--- start of RAW RECORDS ---
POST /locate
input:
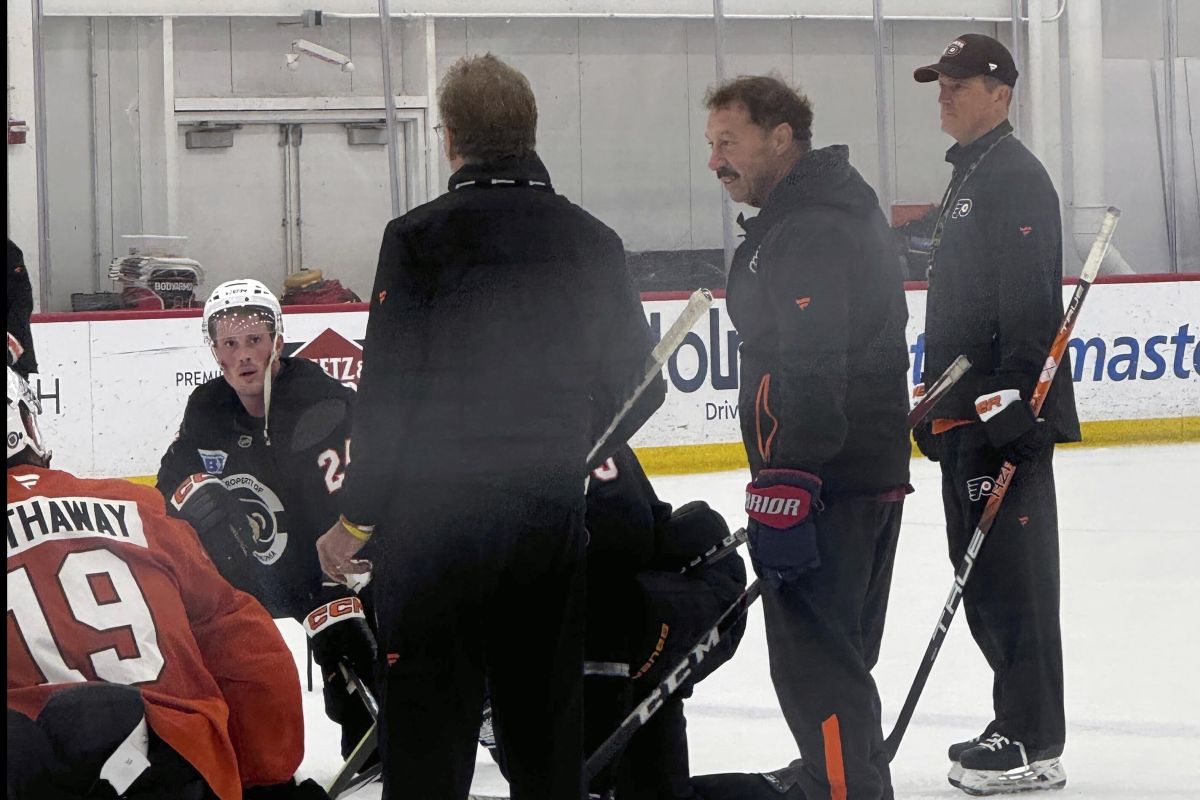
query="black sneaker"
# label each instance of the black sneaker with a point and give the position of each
(1001, 765)
(958, 749)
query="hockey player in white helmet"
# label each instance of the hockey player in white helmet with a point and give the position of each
(179, 689)
(257, 467)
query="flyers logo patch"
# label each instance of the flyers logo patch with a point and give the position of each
(981, 487)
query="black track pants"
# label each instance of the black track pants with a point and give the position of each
(1012, 596)
(823, 635)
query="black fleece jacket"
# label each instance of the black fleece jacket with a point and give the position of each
(504, 334)
(817, 296)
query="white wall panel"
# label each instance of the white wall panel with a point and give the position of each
(203, 56)
(634, 120)
(259, 68)
(922, 172)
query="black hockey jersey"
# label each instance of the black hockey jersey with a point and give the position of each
(288, 485)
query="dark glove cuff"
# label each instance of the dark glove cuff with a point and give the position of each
(797, 477)
(1009, 425)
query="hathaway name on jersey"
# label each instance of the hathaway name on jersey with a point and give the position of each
(42, 519)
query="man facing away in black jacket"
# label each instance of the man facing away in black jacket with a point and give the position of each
(995, 294)
(816, 294)
(503, 336)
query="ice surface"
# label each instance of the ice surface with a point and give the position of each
(1129, 535)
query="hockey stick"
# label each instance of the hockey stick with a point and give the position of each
(347, 779)
(646, 709)
(697, 305)
(1099, 247)
(676, 678)
(937, 391)
(717, 552)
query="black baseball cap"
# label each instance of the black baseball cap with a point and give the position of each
(969, 55)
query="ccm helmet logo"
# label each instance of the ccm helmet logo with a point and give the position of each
(988, 404)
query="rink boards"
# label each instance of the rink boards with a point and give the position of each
(114, 385)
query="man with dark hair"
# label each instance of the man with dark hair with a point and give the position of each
(135, 669)
(504, 336)
(816, 294)
(995, 277)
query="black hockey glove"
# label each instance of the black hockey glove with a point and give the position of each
(220, 519)
(781, 533)
(1011, 426)
(339, 633)
(928, 443)
(289, 791)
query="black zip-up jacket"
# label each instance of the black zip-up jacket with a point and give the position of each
(503, 336)
(21, 307)
(995, 280)
(291, 485)
(816, 294)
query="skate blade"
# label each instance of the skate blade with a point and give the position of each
(1047, 775)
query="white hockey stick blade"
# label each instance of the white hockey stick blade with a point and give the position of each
(1101, 245)
(697, 306)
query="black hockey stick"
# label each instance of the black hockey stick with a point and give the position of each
(697, 305)
(667, 686)
(1099, 247)
(347, 779)
(646, 709)
(937, 390)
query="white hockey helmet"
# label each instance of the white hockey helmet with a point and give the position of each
(23, 411)
(244, 294)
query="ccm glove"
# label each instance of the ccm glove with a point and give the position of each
(339, 633)
(781, 531)
(1011, 426)
(220, 519)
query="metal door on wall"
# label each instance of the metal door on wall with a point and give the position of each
(267, 198)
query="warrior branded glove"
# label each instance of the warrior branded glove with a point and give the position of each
(1011, 426)
(339, 633)
(928, 441)
(781, 531)
(923, 434)
(220, 519)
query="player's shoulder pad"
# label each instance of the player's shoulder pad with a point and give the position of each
(305, 379)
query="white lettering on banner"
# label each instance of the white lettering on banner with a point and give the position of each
(1134, 355)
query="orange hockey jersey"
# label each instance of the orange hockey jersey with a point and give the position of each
(105, 587)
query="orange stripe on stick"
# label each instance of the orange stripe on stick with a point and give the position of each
(835, 770)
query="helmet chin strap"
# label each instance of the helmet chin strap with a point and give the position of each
(267, 390)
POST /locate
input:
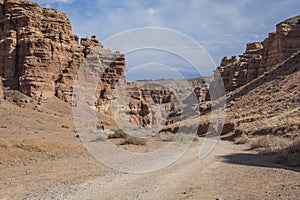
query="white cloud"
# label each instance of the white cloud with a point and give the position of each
(48, 2)
(222, 27)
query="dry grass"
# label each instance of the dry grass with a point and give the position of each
(119, 133)
(128, 139)
(269, 143)
(243, 139)
(134, 141)
(290, 155)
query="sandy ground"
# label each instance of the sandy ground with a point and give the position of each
(41, 158)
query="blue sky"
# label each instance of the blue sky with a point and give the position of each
(222, 27)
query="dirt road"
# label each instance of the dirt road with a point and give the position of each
(229, 172)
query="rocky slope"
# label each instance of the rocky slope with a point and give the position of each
(40, 56)
(261, 57)
(270, 103)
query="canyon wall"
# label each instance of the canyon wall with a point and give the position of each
(40, 56)
(261, 57)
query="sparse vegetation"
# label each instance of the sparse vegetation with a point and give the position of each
(134, 141)
(290, 155)
(243, 139)
(119, 133)
(128, 139)
(269, 143)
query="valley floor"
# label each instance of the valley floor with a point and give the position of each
(48, 161)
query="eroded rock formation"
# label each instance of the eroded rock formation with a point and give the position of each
(261, 57)
(1, 91)
(40, 56)
(153, 106)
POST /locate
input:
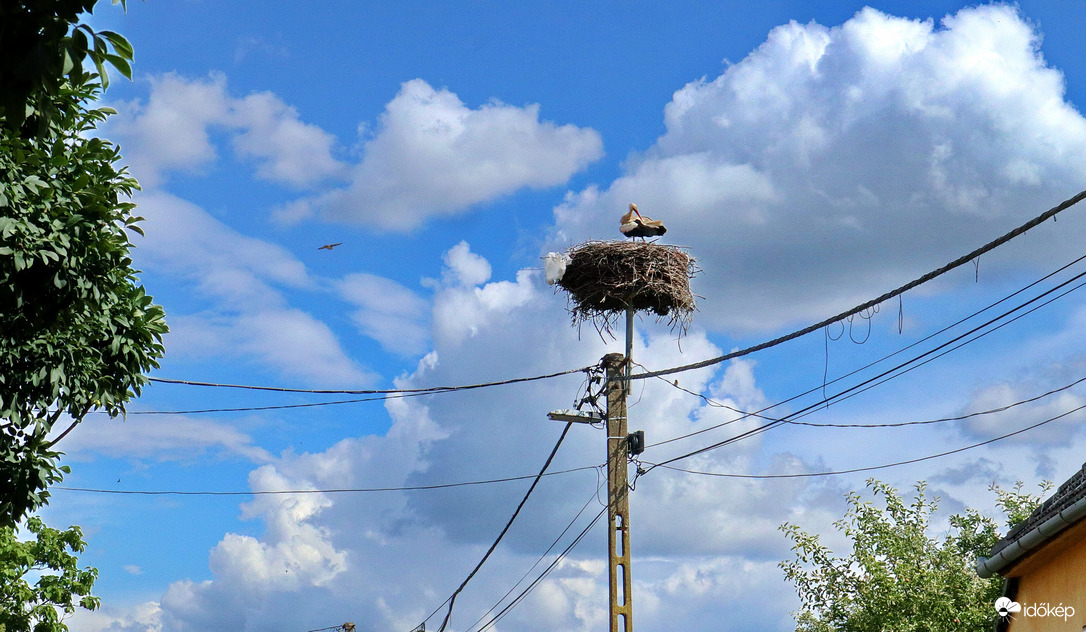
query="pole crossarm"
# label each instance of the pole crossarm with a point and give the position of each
(618, 497)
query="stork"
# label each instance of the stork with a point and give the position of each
(633, 225)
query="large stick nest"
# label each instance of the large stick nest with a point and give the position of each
(603, 278)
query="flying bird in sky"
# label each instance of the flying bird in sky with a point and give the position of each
(633, 225)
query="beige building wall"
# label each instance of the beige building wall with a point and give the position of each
(1056, 576)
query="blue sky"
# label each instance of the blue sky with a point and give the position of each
(811, 155)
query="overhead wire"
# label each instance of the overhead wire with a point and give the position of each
(875, 380)
(328, 491)
(905, 424)
(424, 390)
(542, 557)
(872, 303)
(864, 386)
(452, 599)
(666, 465)
(859, 310)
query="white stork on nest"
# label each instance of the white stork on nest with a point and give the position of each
(633, 225)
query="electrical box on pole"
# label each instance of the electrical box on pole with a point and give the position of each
(618, 496)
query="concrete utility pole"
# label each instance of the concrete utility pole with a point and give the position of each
(618, 494)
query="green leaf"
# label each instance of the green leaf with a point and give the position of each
(120, 43)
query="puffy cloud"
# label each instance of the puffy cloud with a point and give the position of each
(835, 163)
(432, 156)
(172, 131)
(158, 437)
(389, 313)
(243, 279)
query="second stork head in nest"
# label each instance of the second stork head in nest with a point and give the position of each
(633, 225)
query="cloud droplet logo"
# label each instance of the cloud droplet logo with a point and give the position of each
(1005, 607)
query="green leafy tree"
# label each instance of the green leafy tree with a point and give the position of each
(77, 330)
(898, 577)
(61, 585)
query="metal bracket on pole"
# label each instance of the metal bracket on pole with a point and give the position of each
(618, 494)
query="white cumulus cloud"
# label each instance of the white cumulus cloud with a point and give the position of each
(835, 163)
(432, 155)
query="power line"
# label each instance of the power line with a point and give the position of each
(425, 391)
(543, 574)
(913, 283)
(859, 308)
(892, 373)
(332, 491)
(543, 556)
(452, 599)
(894, 424)
(874, 467)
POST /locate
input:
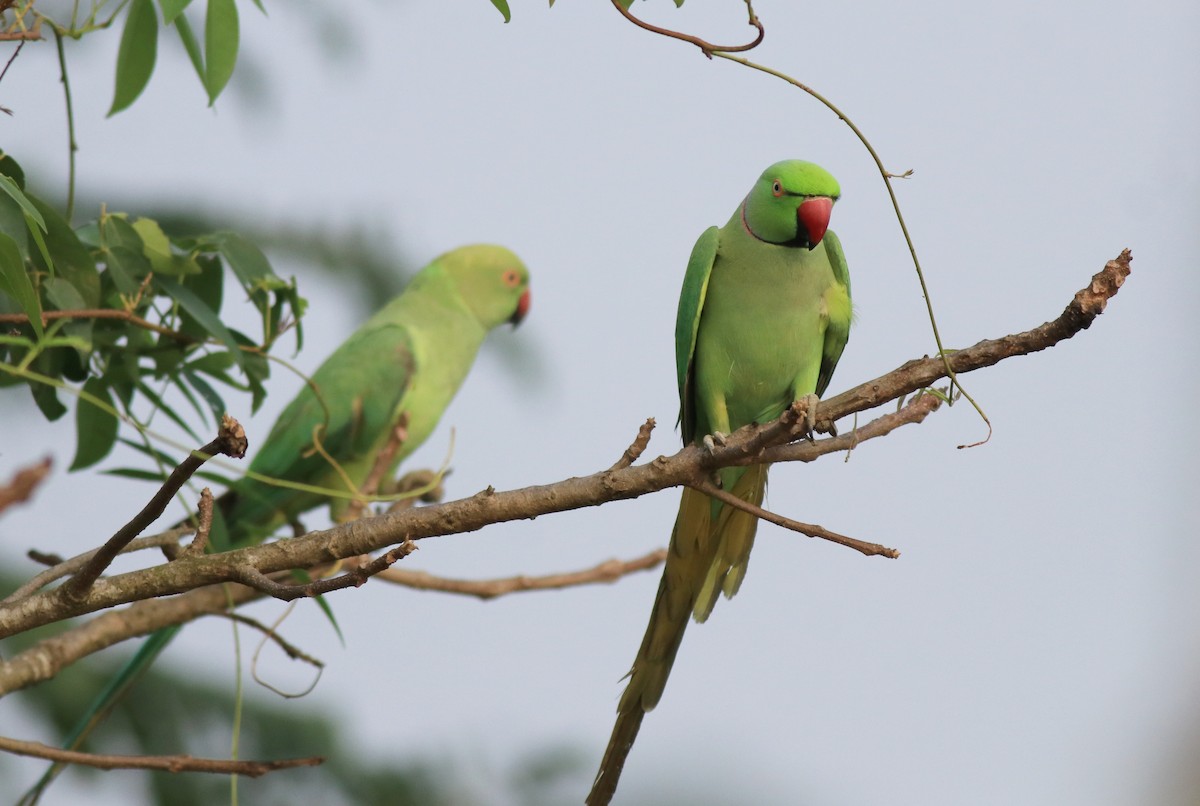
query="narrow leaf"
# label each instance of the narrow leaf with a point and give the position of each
(10, 187)
(95, 427)
(136, 56)
(191, 44)
(172, 8)
(205, 316)
(220, 46)
(15, 282)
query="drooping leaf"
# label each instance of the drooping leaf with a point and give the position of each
(220, 46)
(95, 426)
(210, 395)
(136, 55)
(157, 250)
(72, 260)
(172, 8)
(503, 6)
(191, 44)
(9, 186)
(15, 282)
(199, 311)
(10, 168)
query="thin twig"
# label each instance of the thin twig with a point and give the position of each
(637, 447)
(204, 525)
(353, 578)
(379, 469)
(491, 507)
(810, 529)
(23, 483)
(887, 175)
(72, 146)
(605, 572)
(231, 441)
(61, 567)
(165, 763)
(101, 313)
(289, 649)
(707, 48)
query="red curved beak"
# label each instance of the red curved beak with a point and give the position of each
(814, 217)
(522, 310)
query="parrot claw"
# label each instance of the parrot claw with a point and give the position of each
(714, 440)
(810, 415)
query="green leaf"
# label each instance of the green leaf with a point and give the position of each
(95, 427)
(10, 168)
(172, 8)
(15, 282)
(136, 56)
(210, 395)
(247, 262)
(72, 259)
(220, 46)
(205, 316)
(19, 197)
(161, 405)
(157, 250)
(191, 44)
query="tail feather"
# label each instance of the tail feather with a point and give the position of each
(705, 558)
(733, 537)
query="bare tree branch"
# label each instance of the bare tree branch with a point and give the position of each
(634, 452)
(754, 444)
(166, 763)
(607, 571)
(231, 441)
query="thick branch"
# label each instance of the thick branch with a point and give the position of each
(749, 445)
(166, 763)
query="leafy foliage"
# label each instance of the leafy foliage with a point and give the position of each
(130, 312)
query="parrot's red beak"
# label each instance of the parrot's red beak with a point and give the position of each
(522, 310)
(814, 217)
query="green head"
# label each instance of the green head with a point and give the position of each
(491, 280)
(790, 204)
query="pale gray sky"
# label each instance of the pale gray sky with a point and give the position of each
(1038, 642)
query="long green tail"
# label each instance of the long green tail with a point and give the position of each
(105, 702)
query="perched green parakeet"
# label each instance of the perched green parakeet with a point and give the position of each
(408, 359)
(763, 317)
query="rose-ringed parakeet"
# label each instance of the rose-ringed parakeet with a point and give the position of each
(763, 317)
(406, 361)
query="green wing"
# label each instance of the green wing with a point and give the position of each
(359, 391)
(691, 302)
(838, 330)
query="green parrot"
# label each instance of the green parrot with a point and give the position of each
(763, 317)
(408, 359)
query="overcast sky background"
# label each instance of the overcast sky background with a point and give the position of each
(1038, 642)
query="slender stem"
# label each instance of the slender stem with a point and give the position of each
(72, 146)
(895, 205)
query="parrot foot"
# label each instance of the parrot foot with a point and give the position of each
(810, 415)
(714, 440)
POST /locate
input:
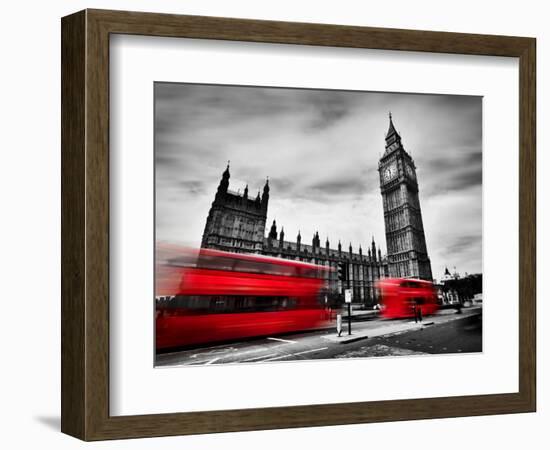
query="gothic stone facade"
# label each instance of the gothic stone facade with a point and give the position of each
(405, 240)
(237, 223)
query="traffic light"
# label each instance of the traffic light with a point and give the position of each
(342, 272)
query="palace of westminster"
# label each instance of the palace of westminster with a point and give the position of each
(237, 223)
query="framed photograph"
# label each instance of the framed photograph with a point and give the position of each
(272, 225)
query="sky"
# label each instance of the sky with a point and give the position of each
(320, 150)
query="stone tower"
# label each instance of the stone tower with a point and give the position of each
(236, 223)
(405, 240)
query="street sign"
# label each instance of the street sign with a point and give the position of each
(348, 295)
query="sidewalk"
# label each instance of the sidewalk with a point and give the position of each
(374, 332)
(397, 327)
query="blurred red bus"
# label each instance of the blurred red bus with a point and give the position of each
(223, 296)
(401, 296)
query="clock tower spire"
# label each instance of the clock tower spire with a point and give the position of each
(405, 240)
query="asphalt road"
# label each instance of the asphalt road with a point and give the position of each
(445, 332)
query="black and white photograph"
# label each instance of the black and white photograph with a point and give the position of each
(300, 224)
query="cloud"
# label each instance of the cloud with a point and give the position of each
(320, 149)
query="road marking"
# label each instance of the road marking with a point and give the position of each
(283, 340)
(258, 357)
(295, 354)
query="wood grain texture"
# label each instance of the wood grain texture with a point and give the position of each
(73, 226)
(85, 224)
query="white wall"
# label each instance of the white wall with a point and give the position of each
(30, 229)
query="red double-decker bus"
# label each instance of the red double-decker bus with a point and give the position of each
(206, 296)
(406, 297)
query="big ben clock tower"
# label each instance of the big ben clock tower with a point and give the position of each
(405, 241)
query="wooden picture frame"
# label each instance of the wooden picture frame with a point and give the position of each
(85, 224)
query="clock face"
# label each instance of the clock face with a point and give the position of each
(390, 172)
(410, 171)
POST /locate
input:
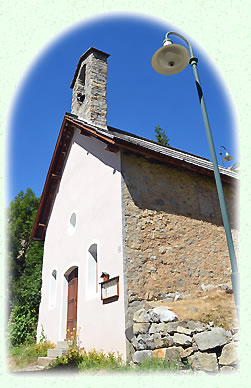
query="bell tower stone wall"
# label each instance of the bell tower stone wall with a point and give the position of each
(89, 88)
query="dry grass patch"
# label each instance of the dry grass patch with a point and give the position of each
(207, 306)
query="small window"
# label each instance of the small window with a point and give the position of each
(53, 289)
(72, 223)
(82, 75)
(92, 270)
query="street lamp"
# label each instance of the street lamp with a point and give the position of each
(171, 59)
(227, 157)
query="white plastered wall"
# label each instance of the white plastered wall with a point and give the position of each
(90, 187)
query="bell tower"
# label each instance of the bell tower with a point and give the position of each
(89, 88)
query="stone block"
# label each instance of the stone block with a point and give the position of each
(184, 353)
(165, 315)
(229, 355)
(143, 342)
(158, 328)
(54, 353)
(141, 316)
(183, 330)
(204, 361)
(44, 361)
(182, 339)
(196, 327)
(142, 355)
(160, 353)
(211, 339)
(140, 328)
(227, 369)
(162, 341)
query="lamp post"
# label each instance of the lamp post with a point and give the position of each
(227, 157)
(172, 59)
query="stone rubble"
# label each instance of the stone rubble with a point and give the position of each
(206, 348)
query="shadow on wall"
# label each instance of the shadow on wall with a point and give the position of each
(157, 186)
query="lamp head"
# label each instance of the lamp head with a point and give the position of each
(227, 157)
(170, 58)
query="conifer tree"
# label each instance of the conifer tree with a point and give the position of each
(161, 136)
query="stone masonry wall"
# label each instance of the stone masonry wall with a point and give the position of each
(157, 332)
(173, 237)
(91, 84)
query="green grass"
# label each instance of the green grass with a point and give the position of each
(93, 361)
(25, 354)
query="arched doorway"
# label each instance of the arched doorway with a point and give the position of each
(72, 301)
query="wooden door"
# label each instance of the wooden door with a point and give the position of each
(72, 302)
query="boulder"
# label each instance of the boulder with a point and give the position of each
(158, 328)
(229, 355)
(165, 315)
(184, 353)
(141, 316)
(140, 328)
(204, 361)
(162, 341)
(227, 369)
(160, 353)
(143, 342)
(173, 355)
(153, 316)
(182, 339)
(211, 339)
(196, 327)
(183, 330)
(142, 355)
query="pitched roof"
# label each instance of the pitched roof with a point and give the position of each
(116, 140)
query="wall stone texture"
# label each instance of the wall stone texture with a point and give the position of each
(91, 83)
(174, 239)
(205, 347)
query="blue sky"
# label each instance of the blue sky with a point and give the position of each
(138, 98)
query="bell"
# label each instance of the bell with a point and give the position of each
(170, 59)
(227, 157)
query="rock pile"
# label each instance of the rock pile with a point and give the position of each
(158, 333)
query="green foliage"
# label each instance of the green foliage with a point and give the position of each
(24, 354)
(157, 364)
(22, 325)
(25, 268)
(161, 136)
(98, 360)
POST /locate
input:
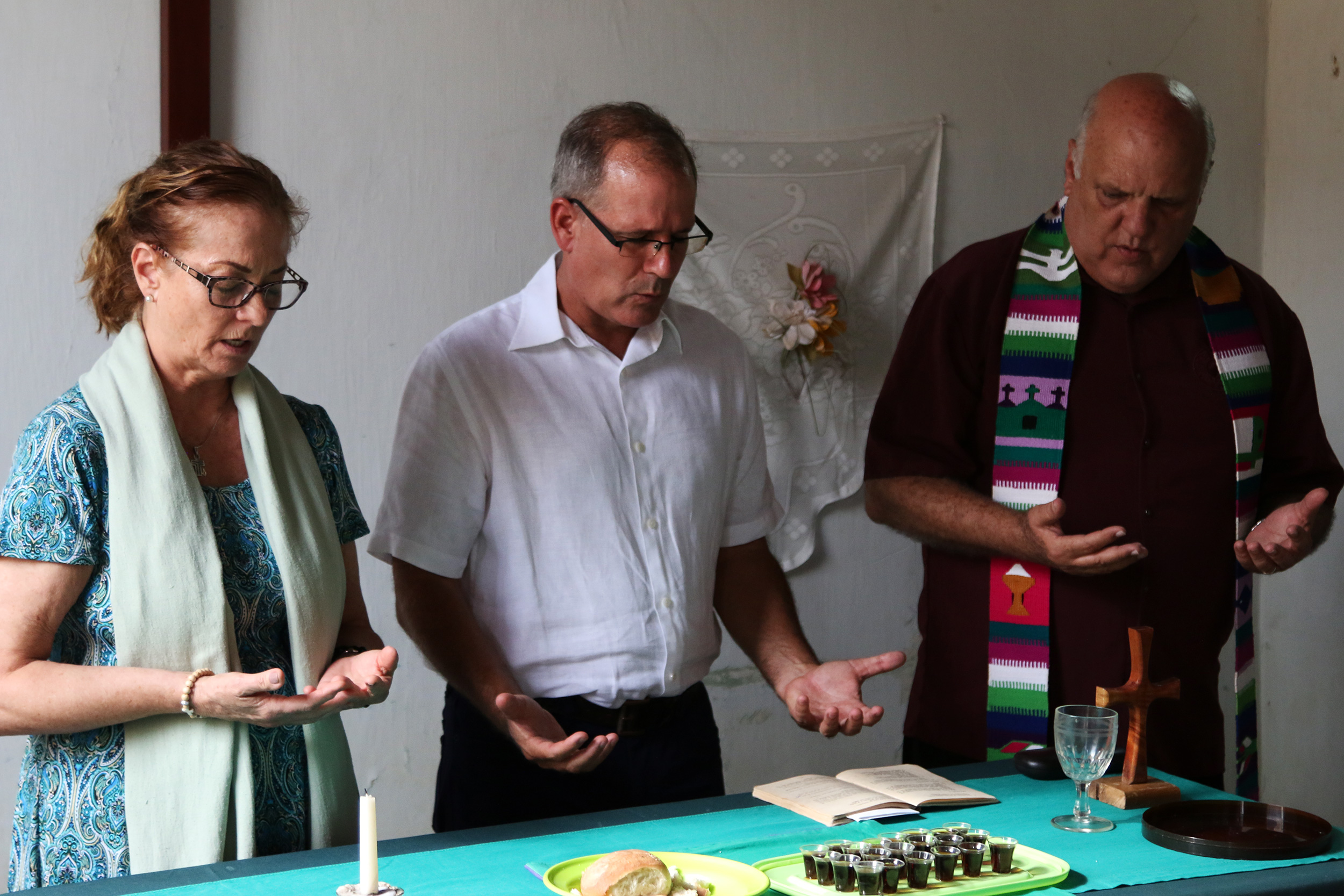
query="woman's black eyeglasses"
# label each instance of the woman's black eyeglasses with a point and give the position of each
(235, 292)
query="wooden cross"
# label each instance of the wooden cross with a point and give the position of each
--- end of RAW RECORDS ---
REQUIREMENTS.
Select every line in the lines above that contains the string "stick", treating uppercase and lowercase as different.

SOLUTION TO THIS TASK.
query="hockey stick"
# label each instance of the hockey stick with a point and give the position of each
query="white hockey stick blade"
# label each instance of the white hockey stick blade with a point and give the position of each
query="black hockey stick"
# label each instance of the black hockey stick with a point and give the position of each
query="orange stripe on stick"
# label each instance of the orange stripe on stick with a point and give the position of each
query="large stick nest"
# label each instance of the large stick nest with a point and give the position of each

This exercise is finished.